» AIM:
Your task is to repeat, word for word, the line containing "wall and put a dot on each instance?" and all lines that follow it to the end of the material, and no other lines.

» SOURCE DATA:
......
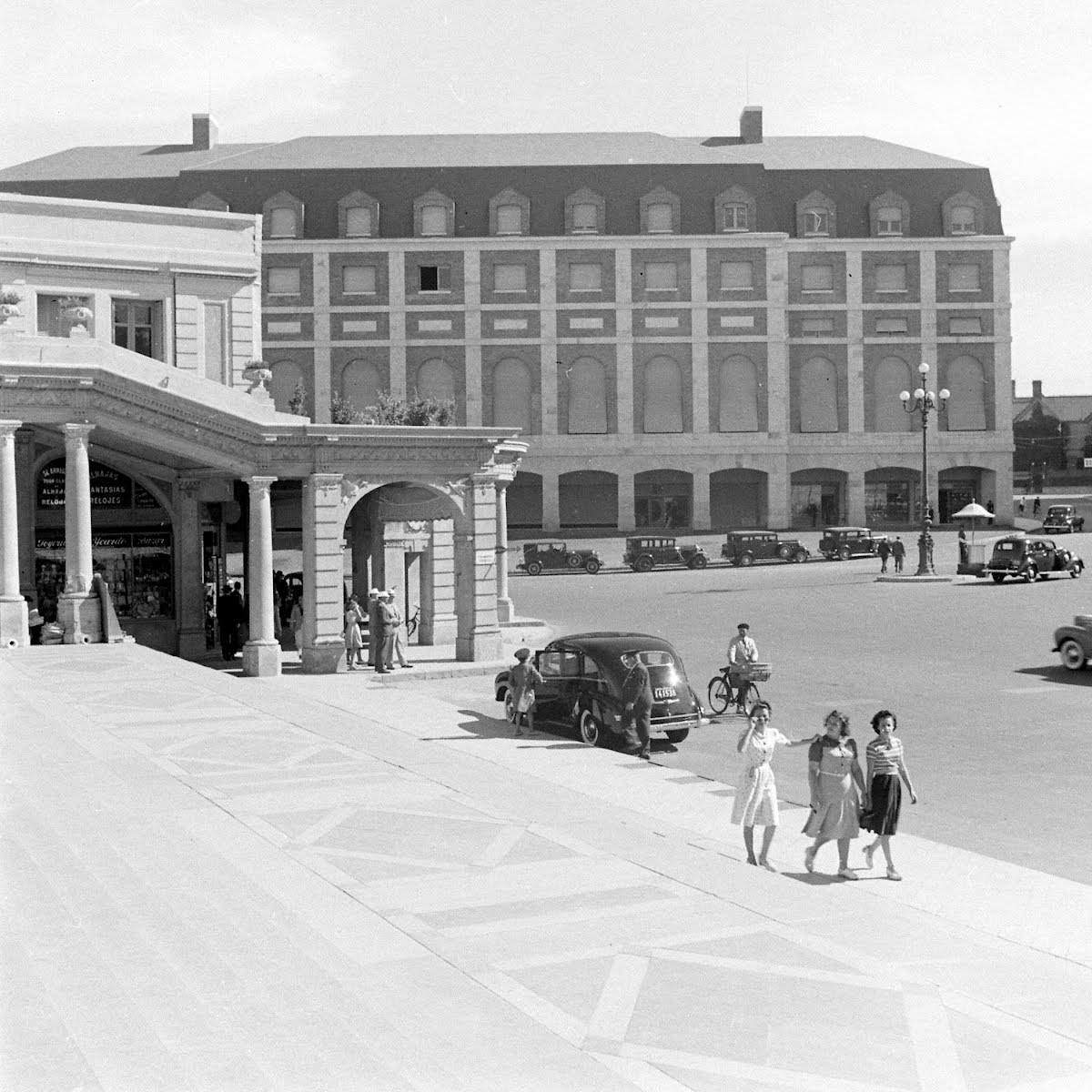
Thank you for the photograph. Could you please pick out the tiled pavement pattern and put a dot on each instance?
(223, 884)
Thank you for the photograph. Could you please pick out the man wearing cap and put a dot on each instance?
(742, 650)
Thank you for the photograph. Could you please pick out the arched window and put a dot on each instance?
(663, 396)
(436, 379)
(818, 396)
(588, 397)
(893, 376)
(360, 383)
(287, 377)
(966, 408)
(511, 394)
(738, 396)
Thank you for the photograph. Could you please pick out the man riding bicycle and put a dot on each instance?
(742, 650)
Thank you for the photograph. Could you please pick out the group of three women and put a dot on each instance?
(844, 800)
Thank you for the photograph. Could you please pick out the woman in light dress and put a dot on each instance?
(836, 784)
(756, 804)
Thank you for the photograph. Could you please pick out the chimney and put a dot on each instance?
(205, 132)
(751, 125)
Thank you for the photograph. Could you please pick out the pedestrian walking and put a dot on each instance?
(885, 551)
(835, 782)
(885, 774)
(522, 681)
(637, 696)
(756, 803)
(898, 552)
(354, 640)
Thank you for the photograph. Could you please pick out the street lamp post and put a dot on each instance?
(922, 403)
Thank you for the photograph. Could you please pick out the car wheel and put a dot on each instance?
(1073, 655)
(718, 693)
(591, 732)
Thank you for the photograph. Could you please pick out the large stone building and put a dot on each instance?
(691, 332)
(136, 445)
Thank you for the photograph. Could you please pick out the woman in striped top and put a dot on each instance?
(884, 792)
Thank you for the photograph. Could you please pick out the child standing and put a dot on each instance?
(756, 804)
(522, 681)
(884, 791)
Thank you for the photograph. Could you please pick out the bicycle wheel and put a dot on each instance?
(719, 693)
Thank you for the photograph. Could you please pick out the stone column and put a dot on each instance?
(188, 569)
(14, 632)
(506, 610)
(77, 611)
(323, 645)
(261, 654)
(479, 637)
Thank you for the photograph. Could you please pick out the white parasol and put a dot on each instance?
(972, 512)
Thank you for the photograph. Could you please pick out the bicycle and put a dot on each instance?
(738, 677)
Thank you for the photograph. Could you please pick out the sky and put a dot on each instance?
(991, 83)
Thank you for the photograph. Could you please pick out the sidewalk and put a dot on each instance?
(305, 884)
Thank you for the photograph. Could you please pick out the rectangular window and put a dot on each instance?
(359, 221)
(737, 277)
(509, 219)
(284, 281)
(817, 278)
(435, 278)
(660, 217)
(890, 278)
(509, 277)
(964, 278)
(661, 277)
(359, 279)
(434, 219)
(585, 217)
(585, 277)
(283, 224)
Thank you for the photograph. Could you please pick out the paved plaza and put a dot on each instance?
(332, 884)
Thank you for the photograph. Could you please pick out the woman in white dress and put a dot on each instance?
(756, 804)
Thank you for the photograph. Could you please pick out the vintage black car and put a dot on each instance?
(1075, 642)
(645, 552)
(746, 547)
(556, 555)
(582, 678)
(1062, 520)
(1029, 557)
(840, 544)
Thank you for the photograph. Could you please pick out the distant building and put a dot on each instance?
(691, 332)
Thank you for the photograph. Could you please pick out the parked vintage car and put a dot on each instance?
(644, 554)
(1075, 642)
(746, 547)
(582, 680)
(556, 555)
(1030, 557)
(1062, 520)
(840, 544)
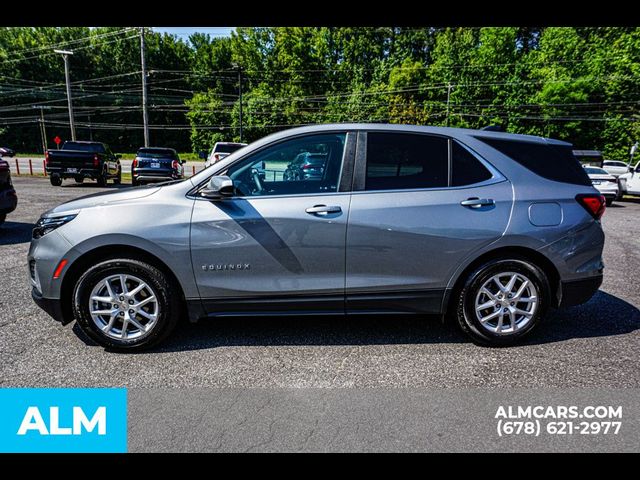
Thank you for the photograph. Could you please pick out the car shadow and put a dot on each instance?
(12, 233)
(603, 316)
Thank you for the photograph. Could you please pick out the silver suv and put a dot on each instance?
(490, 228)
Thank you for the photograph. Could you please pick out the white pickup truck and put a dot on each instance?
(630, 182)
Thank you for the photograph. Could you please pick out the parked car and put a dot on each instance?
(7, 152)
(616, 168)
(80, 160)
(306, 166)
(221, 150)
(490, 228)
(631, 181)
(604, 182)
(8, 196)
(156, 164)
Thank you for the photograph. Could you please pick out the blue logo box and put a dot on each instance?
(63, 420)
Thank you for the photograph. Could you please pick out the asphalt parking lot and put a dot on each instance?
(593, 345)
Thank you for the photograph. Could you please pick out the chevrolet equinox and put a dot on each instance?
(489, 228)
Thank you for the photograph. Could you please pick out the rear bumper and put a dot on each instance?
(154, 175)
(50, 305)
(82, 172)
(576, 292)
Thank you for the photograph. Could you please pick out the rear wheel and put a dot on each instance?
(125, 304)
(502, 301)
(55, 180)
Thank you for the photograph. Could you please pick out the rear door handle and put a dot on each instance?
(323, 209)
(475, 202)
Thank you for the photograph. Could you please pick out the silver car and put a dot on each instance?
(487, 228)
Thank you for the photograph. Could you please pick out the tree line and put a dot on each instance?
(577, 84)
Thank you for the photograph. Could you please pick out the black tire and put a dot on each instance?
(162, 288)
(55, 180)
(466, 315)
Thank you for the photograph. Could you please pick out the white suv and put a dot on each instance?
(221, 150)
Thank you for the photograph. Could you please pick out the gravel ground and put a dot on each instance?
(593, 345)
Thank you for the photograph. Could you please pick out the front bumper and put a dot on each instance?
(82, 172)
(576, 292)
(50, 305)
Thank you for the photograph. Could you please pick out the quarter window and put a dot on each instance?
(305, 165)
(466, 169)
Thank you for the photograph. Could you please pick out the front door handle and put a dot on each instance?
(323, 209)
(476, 202)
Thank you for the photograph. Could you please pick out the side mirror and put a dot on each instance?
(218, 188)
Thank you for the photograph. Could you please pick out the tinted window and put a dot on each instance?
(157, 153)
(264, 172)
(554, 162)
(404, 161)
(466, 169)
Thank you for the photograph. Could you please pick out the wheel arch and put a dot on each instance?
(105, 252)
(535, 257)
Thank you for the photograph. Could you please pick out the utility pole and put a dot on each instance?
(239, 67)
(90, 129)
(43, 131)
(145, 114)
(449, 86)
(65, 55)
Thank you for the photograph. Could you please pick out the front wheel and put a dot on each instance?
(502, 301)
(125, 304)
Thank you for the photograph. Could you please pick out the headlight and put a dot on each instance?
(49, 224)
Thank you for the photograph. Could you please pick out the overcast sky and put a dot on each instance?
(184, 32)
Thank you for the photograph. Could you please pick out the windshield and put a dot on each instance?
(84, 147)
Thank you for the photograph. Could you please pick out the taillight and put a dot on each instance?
(593, 203)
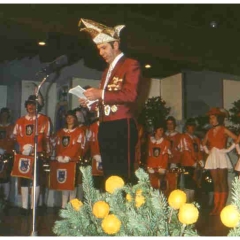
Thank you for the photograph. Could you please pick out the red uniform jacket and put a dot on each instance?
(6, 137)
(158, 152)
(93, 139)
(174, 139)
(70, 143)
(24, 132)
(121, 91)
(191, 150)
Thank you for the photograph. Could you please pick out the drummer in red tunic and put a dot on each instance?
(158, 155)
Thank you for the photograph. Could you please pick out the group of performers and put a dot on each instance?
(188, 155)
(63, 151)
(113, 140)
(166, 154)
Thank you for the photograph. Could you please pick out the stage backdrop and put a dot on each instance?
(3, 96)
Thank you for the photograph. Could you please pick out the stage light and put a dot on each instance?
(41, 43)
(213, 24)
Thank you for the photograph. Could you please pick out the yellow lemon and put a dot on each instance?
(139, 192)
(188, 214)
(112, 183)
(111, 224)
(139, 200)
(177, 198)
(129, 197)
(230, 216)
(76, 204)
(100, 209)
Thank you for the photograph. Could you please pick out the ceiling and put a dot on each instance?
(170, 37)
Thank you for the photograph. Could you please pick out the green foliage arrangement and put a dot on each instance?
(123, 210)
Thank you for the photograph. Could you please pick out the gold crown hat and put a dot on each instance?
(100, 33)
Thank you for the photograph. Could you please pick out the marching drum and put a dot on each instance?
(6, 162)
(62, 175)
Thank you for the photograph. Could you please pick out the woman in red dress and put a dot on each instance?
(218, 161)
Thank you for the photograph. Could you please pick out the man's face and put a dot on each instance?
(159, 132)
(107, 52)
(31, 108)
(213, 120)
(191, 129)
(70, 120)
(4, 116)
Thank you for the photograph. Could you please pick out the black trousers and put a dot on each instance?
(117, 142)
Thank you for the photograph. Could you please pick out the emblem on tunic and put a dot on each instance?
(24, 165)
(195, 147)
(3, 134)
(99, 166)
(65, 141)
(107, 109)
(114, 108)
(29, 129)
(156, 152)
(61, 175)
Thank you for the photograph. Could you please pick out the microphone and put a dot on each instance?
(56, 64)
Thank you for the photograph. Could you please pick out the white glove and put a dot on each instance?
(161, 170)
(59, 159)
(205, 149)
(173, 165)
(201, 163)
(97, 158)
(2, 151)
(66, 159)
(238, 148)
(150, 170)
(27, 149)
(227, 150)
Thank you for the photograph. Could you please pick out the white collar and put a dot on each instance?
(191, 136)
(171, 133)
(116, 59)
(153, 140)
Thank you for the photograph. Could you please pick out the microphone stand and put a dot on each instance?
(34, 232)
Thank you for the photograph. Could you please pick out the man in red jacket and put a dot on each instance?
(116, 95)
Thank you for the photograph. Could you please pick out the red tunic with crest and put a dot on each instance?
(174, 139)
(24, 132)
(121, 90)
(191, 150)
(92, 138)
(158, 153)
(218, 140)
(70, 143)
(6, 137)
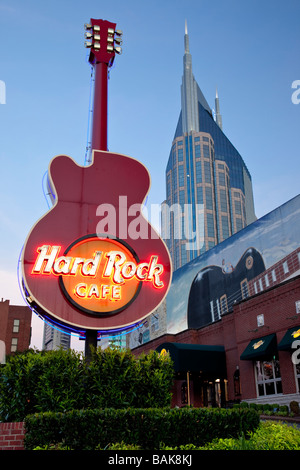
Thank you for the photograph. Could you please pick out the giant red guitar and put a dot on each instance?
(93, 262)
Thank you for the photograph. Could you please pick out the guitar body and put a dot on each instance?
(83, 195)
(215, 288)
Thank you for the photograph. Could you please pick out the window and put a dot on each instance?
(14, 344)
(180, 175)
(267, 280)
(208, 197)
(223, 200)
(223, 303)
(268, 377)
(244, 289)
(225, 227)
(207, 172)
(154, 323)
(222, 179)
(210, 225)
(297, 373)
(260, 320)
(206, 151)
(198, 172)
(16, 326)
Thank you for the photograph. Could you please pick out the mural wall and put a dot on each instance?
(258, 257)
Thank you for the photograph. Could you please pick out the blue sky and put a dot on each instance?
(248, 49)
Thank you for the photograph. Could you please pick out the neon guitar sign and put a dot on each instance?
(72, 274)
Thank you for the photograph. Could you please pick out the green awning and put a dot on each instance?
(197, 358)
(260, 348)
(290, 336)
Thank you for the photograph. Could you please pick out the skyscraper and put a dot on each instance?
(208, 186)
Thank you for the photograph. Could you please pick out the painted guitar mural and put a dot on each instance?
......
» PROBLEM SOLUTION:
Thank you for the photograph. Could you please pick out the mural wall and put a dot on each instance?
(258, 257)
Thank you for the photograph. Could you please pick out the blue sky and put a dot on each instance?
(248, 49)
Thank you for the photograph. Could you please pick out the neon guitar sign and put a dot on each instance?
(72, 274)
Thank you for the photograph. Could you please pick out the green awning and put a dot on each instance?
(197, 358)
(260, 348)
(290, 336)
Thank you for the photograph. Could you please pick out the skyscraper and put a dot on each instance?
(208, 186)
Thank you for the photograph. Could you please pick out the painted guitar mural and put a dot on each instance?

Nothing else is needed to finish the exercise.